**WHAT YOU WILL DO:**
(a) In the One Battle After Another review, which actress plays Perfidia Beverly Hills?
(b) Continue the One Battle After Another review from its last sentence.
#### PAGE EXTRACT ####
"One Battle After Another" (Anderson, 2025) - Review

Paul Thomas Anderson’s One Battle After Another is not only a particularly timely movie, but it also reminds us of the amount of creativity an author holds within themselves and the scale of spectacle they can reach when said creativity is given free rein to be expressed. 

Written by Kenza Bouhnass Parra

Paul Thomas Anderson’s newest, One Battle After Another, is opening this weekend, and the wait for one of the most anticipated films of the year and the event of this season has been more than worth it. Rioting and riotous, it is a spectacle of a film, a hell of an incredible ride—pun absolutely intended.

The French 75 is a revolutionary group operating in a fictional authoritarian United States advocating for no governance over bodies, implying, amongst others, open borders and pro-choice policies. The group dismantles after a member is caught, members disappearing into false identities and coded messages, but is forced to assemble again after a past enemy comes back to chase the daughter of one of those members. 

One Battle After Another opens on a masterful sequence, a tightly paced introduction to The French 75’s operations scored to the Gods. Teyana Taylor, as the fiery Perfidia Beverly Hills, owns every second of her presence on screen, perfectly blending charisma and elusiveness. Paul Thomas Anderson crafts a perfect entry into his vision, rocked by high tension, humour, and tenderness. The tone shifts, but the film never loses its core. Whether it is focusing on a father-daughter relation, humouring the absurdity of the system they find themselves in, or studying the political unrest and black women’s condition in society, a harmony keeps it rooted in its essence, and the public on the edge of its seat.
#### LISTED ENTRIES ####
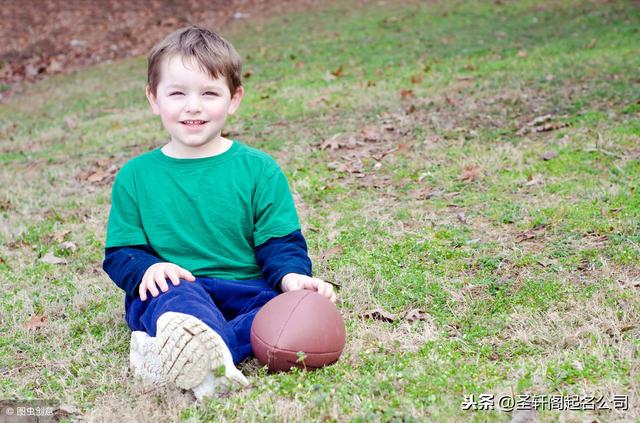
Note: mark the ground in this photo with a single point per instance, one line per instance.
(40, 38)
(467, 172)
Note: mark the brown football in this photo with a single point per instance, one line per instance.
(298, 328)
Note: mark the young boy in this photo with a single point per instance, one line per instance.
(202, 231)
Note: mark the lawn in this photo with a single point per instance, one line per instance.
(467, 172)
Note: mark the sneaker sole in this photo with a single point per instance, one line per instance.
(143, 359)
(188, 349)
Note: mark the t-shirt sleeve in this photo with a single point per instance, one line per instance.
(274, 212)
(124, 226)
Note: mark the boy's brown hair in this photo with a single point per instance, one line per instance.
(211, 52)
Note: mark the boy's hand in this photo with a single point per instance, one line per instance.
(295, 281)
(156, 276)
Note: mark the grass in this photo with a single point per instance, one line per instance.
(527, 269)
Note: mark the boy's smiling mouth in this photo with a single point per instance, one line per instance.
(193, 122)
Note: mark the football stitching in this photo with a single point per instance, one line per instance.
(289, 317)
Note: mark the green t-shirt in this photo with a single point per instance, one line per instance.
(206, 215)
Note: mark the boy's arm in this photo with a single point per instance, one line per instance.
(280, 256)
(126, 265)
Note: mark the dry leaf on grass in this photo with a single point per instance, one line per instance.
(331, 252)
(548, 155)
(470, 173)
(416, 314)
(36, 322)
(53, 259)
(380, 314)
(530, 234)
(68, 246)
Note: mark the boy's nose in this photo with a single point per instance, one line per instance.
(193, 104)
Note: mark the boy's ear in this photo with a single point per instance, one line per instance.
(152, 101)
(236, 99)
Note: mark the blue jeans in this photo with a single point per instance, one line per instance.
(228, 307)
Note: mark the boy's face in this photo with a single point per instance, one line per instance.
(193, 107)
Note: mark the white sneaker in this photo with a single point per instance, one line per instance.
(194, 356)
(144, 360)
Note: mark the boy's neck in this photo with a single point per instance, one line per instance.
(179, 151)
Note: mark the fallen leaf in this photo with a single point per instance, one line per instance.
(68, 246)
(371, 133)
(59, 236)
(36, 322)
(68, 409)
(380, 314)
(52, 259)
(416, 79)
(530, 234)
(540, 120)
(406, 93)
(339, 141)
(416, 314)
(470, 173)
(338, 72)
(328, 77)
(331, 252)
(70, 122)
####
**RESULTS:**
(a) Teyana Taylor

(b)
The visuals perfectly translate the insanity of the situation the characters find themselves in, going from close-up to aerial shots, stable camera to feeling like we are being chased alongside them, minimal lighting and raw grain to polished imageries with the sunset hitting in just the right place. One particular sequence where the camera rides along a wave, creating an ocean of a road and sharks out of cars, transcended anything we’ve previously seen. But it is the score that retains the attention, setting the tempo of One Battle After Another. Johny Greenwood composes epic melodies, at times pulsing, at times explosive, accompanying them with some all-timer needle drops. 

While Sean Penn, whose Colonel Steven J. Lockjaw feels at times a bit contrived, gives a phenomenal performance balancing out pity and comedy, Leonardo DiCaprio shines in the role of a desperate, loving weed dad, grounded by a simply perfect Benicio Del Toro. But it is the women of One Battler After Another who forge the soul of the film. With what could be considered too little screen time, Teyana Taylor manages to center the film’s universe on her Perfidia, haunting the characters and public’s every thought, whether she is on screen or not. Regina Hall holds depths of worlds behind her eyes, a much-needed serene energy obliterating any kind of storm. Chase Infiniti, finally, captivates from the moment she first graces the screen and turns in a star-making performance, measuring herself against legends, and sometimes even outshining them, in what is an absolute tour de force

Paul Thomas Anderson’s One Battle After Another is not only a particularly timely movie, but it is a film, like Sinners (2025), released earlier this year, that reminds us of the amount of creativity an author holds within themselves and the scale of spectacle they can reach when said creativity is given free rein to be expressed. It is major in every way, with some sequences displaying a master of his craft at his unparalleled best.

Now showing in theatres. ¡Viva la revolución!